Instructions to follow >> With pictures left out, retype the lines from the start of the records through the one that contains "Target: stone tower".
•••••
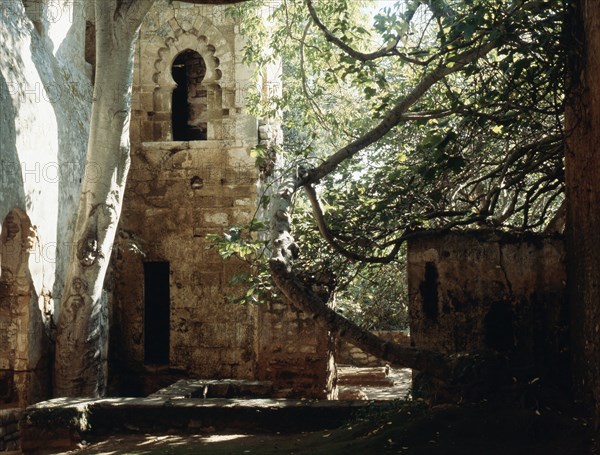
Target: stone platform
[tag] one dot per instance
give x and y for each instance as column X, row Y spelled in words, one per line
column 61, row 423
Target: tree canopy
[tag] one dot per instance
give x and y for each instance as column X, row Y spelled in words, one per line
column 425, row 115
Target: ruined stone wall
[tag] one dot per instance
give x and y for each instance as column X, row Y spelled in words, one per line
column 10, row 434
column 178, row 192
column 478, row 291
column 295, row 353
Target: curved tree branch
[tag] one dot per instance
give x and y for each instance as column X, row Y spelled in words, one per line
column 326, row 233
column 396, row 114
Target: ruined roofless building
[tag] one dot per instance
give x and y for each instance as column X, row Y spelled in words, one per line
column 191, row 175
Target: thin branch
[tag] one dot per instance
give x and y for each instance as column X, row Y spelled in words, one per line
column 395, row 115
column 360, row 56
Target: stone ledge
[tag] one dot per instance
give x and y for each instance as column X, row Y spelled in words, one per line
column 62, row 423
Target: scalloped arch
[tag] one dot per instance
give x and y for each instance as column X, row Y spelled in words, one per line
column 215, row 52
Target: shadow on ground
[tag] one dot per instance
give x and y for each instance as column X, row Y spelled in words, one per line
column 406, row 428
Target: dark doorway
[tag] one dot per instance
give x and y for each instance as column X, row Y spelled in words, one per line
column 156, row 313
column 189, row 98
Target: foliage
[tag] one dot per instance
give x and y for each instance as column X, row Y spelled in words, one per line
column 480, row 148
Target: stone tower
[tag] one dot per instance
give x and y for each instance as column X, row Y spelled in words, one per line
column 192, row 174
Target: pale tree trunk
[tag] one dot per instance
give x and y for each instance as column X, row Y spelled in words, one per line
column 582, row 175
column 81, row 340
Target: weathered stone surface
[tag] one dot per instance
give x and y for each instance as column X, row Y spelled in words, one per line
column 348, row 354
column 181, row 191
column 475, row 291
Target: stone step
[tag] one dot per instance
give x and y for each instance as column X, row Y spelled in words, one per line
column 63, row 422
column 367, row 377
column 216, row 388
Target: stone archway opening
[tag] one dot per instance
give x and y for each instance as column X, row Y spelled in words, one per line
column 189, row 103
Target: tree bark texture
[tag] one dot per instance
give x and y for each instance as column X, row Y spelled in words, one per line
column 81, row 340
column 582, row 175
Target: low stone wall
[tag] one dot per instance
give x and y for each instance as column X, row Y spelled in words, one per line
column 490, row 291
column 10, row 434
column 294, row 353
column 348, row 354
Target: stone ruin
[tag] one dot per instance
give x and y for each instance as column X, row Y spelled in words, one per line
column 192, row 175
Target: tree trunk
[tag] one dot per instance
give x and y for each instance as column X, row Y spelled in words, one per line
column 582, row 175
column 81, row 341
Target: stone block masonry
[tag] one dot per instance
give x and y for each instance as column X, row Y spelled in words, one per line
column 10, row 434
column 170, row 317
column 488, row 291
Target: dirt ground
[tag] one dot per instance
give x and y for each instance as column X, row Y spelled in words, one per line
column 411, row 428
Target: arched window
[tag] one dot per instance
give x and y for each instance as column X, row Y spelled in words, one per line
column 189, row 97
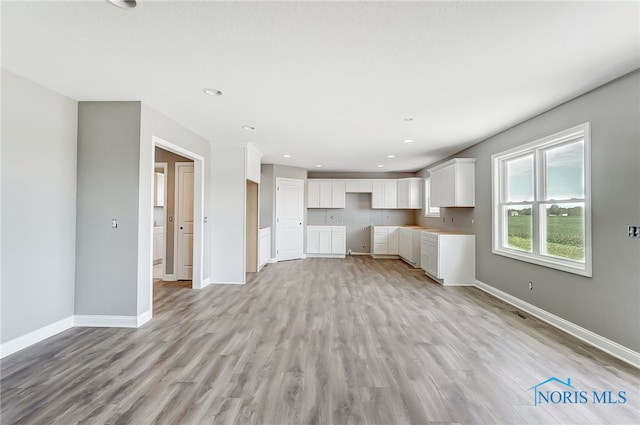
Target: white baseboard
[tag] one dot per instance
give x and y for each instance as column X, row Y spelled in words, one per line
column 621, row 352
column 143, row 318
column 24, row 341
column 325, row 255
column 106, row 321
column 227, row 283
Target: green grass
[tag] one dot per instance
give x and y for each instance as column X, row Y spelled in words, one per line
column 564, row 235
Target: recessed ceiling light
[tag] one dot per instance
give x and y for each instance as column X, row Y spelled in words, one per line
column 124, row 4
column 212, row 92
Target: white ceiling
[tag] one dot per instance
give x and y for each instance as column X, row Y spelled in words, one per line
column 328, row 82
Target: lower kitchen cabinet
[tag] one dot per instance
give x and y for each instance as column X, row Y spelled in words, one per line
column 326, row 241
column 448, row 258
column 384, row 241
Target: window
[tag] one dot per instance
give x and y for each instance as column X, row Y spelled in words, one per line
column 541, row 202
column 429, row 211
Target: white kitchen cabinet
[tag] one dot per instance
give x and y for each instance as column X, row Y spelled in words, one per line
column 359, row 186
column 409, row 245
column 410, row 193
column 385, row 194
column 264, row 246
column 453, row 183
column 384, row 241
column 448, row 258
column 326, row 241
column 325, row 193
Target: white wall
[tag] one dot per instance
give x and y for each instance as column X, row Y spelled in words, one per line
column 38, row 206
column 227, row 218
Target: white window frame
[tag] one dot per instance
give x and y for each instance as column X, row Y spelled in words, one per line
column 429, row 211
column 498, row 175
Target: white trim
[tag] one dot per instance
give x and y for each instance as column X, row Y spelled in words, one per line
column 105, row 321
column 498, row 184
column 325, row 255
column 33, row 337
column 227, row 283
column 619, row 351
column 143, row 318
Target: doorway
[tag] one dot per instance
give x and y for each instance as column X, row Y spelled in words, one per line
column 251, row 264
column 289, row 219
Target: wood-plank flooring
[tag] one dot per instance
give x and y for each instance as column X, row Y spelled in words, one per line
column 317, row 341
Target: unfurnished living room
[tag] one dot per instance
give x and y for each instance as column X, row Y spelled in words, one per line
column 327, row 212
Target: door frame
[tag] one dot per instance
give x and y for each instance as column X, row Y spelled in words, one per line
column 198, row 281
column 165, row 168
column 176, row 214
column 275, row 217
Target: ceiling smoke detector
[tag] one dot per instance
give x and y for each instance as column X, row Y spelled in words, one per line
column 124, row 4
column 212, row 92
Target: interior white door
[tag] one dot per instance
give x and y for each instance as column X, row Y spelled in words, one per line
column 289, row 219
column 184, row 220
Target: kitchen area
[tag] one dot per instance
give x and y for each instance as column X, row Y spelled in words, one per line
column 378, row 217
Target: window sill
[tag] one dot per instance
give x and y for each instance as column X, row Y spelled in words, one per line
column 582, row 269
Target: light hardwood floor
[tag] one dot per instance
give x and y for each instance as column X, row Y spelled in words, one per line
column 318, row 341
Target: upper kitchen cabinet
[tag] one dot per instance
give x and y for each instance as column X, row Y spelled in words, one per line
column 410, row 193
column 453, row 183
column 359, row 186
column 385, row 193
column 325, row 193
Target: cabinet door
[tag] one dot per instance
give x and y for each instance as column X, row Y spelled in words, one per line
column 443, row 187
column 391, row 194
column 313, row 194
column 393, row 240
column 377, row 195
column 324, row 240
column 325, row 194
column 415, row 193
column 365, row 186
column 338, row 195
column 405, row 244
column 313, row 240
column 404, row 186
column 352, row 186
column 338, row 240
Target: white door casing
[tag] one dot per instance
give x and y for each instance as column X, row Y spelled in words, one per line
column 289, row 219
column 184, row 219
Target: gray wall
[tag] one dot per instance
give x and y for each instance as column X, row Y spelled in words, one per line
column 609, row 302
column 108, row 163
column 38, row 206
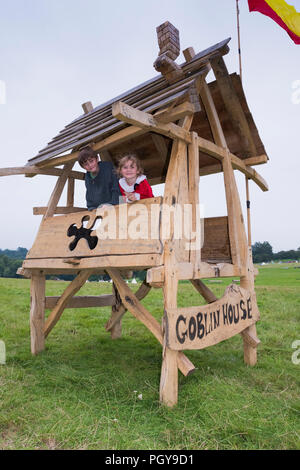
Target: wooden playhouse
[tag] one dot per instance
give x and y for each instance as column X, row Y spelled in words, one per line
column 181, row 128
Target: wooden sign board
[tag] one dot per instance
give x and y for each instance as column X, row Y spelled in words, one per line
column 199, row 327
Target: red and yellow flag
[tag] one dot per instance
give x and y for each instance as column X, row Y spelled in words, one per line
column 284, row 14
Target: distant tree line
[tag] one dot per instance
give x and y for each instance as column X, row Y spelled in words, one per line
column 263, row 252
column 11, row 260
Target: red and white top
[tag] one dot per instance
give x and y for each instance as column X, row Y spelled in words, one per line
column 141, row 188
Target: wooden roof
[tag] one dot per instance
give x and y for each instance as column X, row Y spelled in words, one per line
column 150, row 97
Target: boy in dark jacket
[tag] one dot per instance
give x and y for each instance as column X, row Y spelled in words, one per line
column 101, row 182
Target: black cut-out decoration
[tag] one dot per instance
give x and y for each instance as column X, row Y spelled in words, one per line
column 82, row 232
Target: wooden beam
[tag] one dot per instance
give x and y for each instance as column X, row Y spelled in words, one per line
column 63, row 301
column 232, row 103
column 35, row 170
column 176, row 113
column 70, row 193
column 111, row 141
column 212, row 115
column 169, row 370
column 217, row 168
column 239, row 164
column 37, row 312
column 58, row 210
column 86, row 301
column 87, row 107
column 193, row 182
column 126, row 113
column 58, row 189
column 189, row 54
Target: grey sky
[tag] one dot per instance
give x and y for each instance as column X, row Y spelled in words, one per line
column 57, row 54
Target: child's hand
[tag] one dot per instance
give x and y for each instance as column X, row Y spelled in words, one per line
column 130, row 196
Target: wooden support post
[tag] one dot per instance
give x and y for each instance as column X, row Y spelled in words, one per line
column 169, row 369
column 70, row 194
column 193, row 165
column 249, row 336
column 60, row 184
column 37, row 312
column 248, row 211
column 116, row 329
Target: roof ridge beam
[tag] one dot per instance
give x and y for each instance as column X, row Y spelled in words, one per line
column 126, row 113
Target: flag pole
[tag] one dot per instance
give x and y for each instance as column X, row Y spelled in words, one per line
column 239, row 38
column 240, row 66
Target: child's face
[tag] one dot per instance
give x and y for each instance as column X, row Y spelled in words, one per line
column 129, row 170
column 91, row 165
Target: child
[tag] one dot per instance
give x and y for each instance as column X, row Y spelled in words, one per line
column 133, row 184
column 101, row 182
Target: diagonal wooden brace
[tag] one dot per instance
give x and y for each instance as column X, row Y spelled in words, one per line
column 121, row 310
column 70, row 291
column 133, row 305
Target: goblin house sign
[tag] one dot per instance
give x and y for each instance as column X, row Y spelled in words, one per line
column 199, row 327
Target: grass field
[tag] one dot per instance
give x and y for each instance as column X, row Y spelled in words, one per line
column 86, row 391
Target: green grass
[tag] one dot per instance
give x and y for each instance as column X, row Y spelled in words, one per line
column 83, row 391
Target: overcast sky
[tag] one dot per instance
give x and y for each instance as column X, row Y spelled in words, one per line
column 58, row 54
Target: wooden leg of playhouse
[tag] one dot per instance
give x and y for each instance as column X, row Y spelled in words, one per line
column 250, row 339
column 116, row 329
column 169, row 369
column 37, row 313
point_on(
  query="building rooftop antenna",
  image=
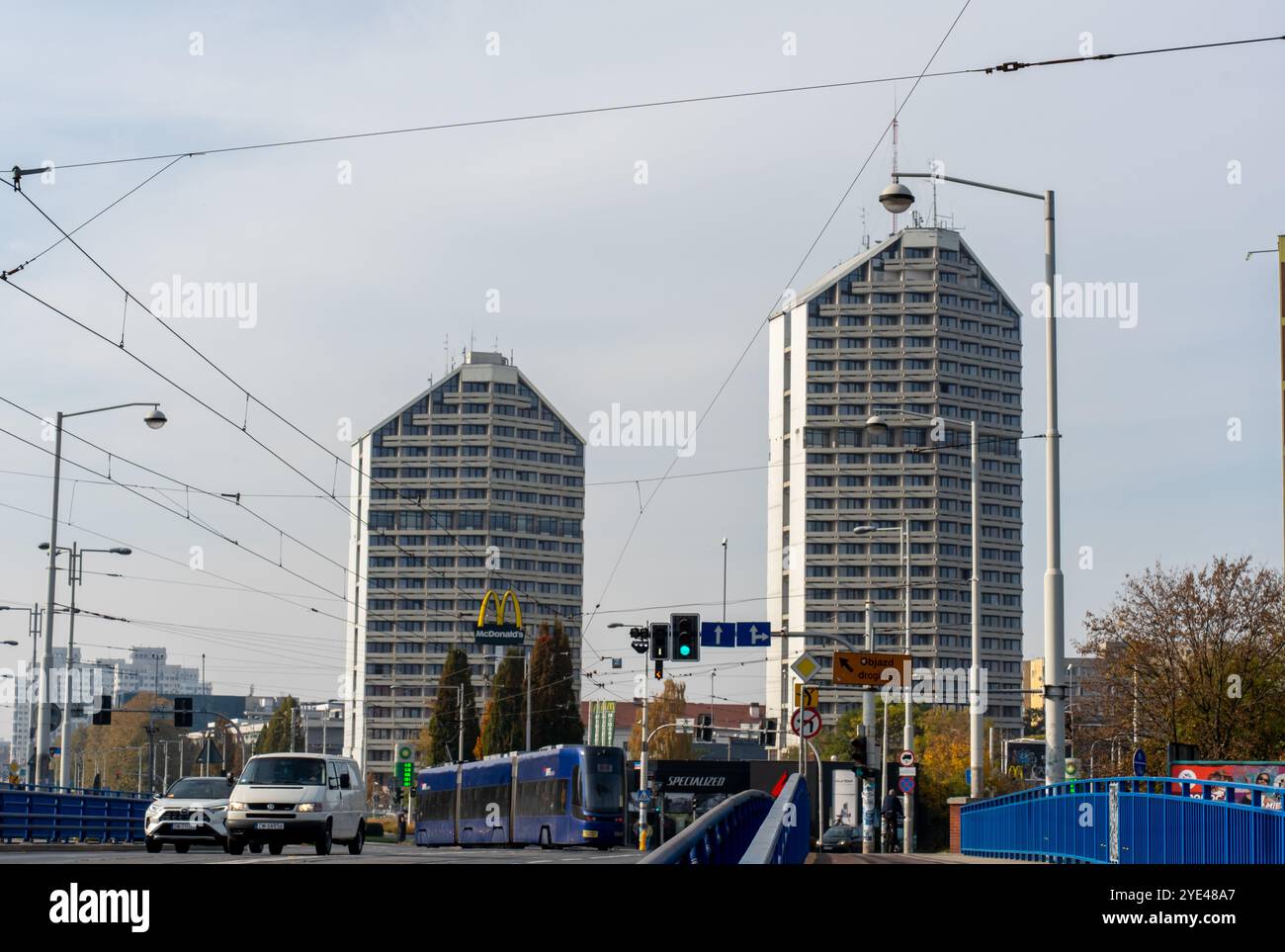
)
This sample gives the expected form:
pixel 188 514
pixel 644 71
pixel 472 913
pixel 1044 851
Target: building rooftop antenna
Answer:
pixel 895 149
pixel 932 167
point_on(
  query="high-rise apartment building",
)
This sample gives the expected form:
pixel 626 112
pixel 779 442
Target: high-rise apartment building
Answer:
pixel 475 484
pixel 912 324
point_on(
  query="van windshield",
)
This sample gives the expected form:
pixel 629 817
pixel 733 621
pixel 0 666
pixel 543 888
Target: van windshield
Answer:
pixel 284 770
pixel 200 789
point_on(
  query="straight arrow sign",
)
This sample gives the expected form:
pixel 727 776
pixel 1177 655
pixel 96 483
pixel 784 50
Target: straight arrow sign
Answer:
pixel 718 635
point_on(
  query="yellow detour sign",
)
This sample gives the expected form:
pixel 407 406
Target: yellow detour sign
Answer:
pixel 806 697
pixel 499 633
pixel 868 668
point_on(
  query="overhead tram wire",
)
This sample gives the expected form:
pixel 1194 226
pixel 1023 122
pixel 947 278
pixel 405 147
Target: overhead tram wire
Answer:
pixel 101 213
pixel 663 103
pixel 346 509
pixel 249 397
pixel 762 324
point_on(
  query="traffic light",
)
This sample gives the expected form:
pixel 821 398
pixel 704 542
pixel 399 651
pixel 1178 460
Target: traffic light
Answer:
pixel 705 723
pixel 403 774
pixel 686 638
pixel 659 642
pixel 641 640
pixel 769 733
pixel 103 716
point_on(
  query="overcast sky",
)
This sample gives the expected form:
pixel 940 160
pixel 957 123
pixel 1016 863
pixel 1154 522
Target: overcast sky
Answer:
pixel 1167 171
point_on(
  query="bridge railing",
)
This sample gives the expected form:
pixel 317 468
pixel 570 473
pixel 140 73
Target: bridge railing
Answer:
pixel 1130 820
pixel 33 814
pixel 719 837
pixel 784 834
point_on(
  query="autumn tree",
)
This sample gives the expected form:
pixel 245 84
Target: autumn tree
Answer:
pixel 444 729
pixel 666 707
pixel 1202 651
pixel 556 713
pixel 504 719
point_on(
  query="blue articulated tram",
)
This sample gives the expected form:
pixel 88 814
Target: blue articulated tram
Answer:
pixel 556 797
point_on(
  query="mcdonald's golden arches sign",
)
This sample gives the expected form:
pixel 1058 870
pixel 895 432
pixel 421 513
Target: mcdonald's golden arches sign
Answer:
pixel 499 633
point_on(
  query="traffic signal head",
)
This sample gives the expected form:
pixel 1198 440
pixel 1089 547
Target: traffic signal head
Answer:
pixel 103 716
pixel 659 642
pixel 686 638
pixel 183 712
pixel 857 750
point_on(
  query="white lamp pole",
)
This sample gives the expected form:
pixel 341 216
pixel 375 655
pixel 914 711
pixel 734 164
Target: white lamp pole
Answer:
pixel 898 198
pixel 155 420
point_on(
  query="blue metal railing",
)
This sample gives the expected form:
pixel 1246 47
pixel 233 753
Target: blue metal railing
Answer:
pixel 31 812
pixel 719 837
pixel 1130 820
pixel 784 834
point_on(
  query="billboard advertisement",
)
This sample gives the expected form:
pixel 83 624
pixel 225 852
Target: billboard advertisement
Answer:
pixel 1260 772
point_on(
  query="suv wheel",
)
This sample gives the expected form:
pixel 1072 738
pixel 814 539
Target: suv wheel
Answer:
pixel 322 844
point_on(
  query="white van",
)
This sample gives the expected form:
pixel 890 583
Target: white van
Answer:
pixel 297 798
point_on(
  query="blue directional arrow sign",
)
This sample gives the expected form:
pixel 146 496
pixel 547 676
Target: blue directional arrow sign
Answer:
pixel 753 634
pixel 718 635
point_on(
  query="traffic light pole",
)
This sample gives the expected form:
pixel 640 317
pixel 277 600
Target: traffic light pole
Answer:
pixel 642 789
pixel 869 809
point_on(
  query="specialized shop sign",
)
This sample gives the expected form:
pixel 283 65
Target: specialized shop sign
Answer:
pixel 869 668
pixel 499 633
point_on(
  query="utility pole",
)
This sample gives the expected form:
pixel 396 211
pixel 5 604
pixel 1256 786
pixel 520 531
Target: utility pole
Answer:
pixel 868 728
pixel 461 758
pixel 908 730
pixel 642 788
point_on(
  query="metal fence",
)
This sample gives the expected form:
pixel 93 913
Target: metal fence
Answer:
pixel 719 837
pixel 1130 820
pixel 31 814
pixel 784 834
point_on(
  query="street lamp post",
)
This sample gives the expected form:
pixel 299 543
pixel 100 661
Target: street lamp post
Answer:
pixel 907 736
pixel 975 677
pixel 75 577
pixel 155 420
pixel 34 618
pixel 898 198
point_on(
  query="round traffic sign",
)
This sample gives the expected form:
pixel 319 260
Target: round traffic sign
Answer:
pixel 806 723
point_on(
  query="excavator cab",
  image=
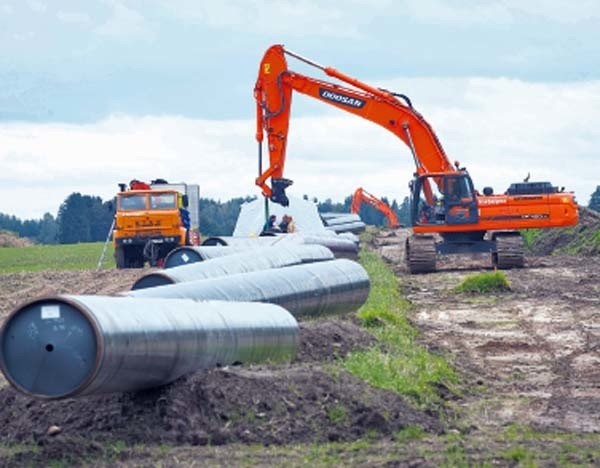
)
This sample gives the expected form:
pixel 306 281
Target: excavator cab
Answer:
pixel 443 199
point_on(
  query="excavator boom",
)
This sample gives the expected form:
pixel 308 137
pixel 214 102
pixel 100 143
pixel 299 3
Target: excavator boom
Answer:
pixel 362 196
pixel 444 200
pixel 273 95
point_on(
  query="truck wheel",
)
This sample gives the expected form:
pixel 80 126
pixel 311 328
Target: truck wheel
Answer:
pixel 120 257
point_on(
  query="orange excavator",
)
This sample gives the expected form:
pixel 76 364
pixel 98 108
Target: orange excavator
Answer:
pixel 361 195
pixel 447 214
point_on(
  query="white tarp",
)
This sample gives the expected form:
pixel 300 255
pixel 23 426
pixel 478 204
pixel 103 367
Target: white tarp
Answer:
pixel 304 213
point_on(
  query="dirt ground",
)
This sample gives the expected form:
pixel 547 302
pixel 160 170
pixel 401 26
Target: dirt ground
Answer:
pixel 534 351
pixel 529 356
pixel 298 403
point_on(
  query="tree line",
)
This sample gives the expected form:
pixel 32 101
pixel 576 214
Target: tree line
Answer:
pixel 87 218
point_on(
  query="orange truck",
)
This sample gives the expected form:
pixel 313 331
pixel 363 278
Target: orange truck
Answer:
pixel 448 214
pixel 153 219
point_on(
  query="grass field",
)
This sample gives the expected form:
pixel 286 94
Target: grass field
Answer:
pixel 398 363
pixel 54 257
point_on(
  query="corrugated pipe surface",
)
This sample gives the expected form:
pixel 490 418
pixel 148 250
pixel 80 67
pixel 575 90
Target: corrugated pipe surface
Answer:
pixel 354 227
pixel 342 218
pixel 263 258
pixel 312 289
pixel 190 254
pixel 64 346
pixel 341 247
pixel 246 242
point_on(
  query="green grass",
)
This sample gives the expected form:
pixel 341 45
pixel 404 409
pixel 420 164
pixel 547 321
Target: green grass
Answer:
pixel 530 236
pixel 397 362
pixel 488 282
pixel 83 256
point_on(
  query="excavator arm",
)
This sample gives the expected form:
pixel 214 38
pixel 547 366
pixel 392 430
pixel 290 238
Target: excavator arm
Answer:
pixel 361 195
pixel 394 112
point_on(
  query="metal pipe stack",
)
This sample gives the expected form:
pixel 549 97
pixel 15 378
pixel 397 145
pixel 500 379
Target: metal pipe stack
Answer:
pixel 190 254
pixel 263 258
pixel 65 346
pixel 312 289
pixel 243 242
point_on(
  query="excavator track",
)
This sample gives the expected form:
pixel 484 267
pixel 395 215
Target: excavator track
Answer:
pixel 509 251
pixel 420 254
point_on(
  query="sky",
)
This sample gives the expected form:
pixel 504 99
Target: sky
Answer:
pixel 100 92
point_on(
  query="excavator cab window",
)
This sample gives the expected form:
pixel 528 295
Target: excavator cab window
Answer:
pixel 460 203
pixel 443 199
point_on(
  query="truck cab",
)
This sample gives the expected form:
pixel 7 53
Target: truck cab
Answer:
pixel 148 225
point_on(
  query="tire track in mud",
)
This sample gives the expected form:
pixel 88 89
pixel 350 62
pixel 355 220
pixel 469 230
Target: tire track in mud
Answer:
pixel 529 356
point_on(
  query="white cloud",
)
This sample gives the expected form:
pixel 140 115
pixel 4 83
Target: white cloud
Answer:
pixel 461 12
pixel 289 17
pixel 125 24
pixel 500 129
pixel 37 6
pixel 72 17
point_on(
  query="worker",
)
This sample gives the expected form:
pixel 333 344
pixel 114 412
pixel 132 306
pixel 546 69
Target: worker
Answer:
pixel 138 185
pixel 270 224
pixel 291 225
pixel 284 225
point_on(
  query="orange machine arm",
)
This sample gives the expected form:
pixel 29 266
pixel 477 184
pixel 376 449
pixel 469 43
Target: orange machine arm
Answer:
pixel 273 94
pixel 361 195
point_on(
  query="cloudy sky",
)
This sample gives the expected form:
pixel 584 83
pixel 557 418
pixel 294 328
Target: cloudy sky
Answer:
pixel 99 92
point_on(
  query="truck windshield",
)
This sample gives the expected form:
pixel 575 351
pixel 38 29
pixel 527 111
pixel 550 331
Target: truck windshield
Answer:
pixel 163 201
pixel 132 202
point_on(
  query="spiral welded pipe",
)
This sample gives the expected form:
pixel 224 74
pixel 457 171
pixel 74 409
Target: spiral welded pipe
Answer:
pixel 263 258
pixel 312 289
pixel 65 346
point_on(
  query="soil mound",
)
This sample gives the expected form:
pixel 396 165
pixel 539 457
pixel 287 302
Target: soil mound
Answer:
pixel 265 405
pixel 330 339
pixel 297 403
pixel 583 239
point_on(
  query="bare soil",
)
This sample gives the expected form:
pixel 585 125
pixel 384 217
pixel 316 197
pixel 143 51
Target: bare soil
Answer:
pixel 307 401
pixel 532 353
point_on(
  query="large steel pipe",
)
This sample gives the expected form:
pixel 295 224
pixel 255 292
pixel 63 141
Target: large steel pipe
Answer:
•••••
Answer box >>
Target: stone platform
[tag] one dot per instance
give x and y for each instance as column X, row Y spelled in words, one per line
column 61, row 423
Target: tree canopy
[tag] one dot per instance
give x and y for each instance as column X, row Y spelled in words, one per line
column 425, row 115
Target: ruined stone wall
[tag] one dot per instance
give x and y for each instance as column X, row Y spelled in words, one per line
column 10, row 434
column 178, row 192
column 478, row 291
column 295, row 353
Target: curved tree branch
[tag] one dot per instance
give x and y for each instance as column X, row Y spelled in words, one per line
column 326, row 233
column 396, row 114
Target: ruined roofless building
[tag] one dot per instance
give x and y for each instance as column X, row Y spelled in words, one per line
column 191, row 175
Target: thin branch
[tag] one dot per instance
give x and y for each instance as column X, row Y spelled in words, one per line
column 395, row 115
column 360, row 56
Target: stone ledge
[tag] one dot per instance
give x and y for each instance as column X, row Y spelled in words, one per line
column 62, row 423
Target: scalloped arch
[tag] one dot per instance
give x and y for each instance as column X, row Y spelled in words, one per line
column 215, row 52
Target: shadow on ground
[tag] one dot per instance
give x and y for each instance as column X, row Y spelled in words, one per line
column 406, row 428
Target: dark doorway
[tag] one dot per instance
give x and y for each instance as column X, row Y spelled in words, one per line
column 156, row 313
column 189, row 98
Target: foliage
[tag] one dot per instance
give x and y for each instance as column X, row Y spelled in words, one per line
column 480, row 148
Target: stone tower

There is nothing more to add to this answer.